=== JOB ===
Please update the items below by replacing "beige" with "tan" wherever it occurs and keeping every other line the same.

Object outline annotations
__________

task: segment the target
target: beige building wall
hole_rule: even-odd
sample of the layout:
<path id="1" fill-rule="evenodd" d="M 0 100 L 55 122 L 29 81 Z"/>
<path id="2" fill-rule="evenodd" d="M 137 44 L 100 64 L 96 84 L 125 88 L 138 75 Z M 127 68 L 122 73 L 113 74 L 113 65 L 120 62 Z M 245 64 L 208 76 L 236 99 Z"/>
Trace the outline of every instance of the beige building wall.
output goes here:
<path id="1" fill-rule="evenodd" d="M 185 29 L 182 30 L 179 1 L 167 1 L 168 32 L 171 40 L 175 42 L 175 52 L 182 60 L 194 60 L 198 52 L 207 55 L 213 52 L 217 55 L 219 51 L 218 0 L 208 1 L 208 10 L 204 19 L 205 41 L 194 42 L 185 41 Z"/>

__________

=== REPLY TO THE TASK ===
task: segment the target
target: tan building wall
hole_rule: even-odd
sample of the layout:
<path id="1" fill-rule="evenodd" d="M 0 100 L 55 122 L 29 81 Z"/>
<path id="2" fill-rule="evenodd" d="M 137 44 L 100 64 L 96 84 L 125 88 L 138 75 Z M 127 68 L 122 73 L 113 74 L 113 65 L 120 62 Z M 245 64 L 208 76 L 236 99 Z"/>
Trace the outline of every instance of the tan building wall.
output goes here:
<path id="1" fill-rule="evenodd" d="M 185 29 L 182 30 L 179 1 L 167 1 L 168 32 L 171 40 L 175 42 L 175 52 L 182 60 L 194 60 L 198 52 L 207 55 L 213 52 L 217 55 L 219 51 L 218 0 L 208 1 L 208 10 L 204 19 L 205 41 L 194 42 L 185 41 Z"/>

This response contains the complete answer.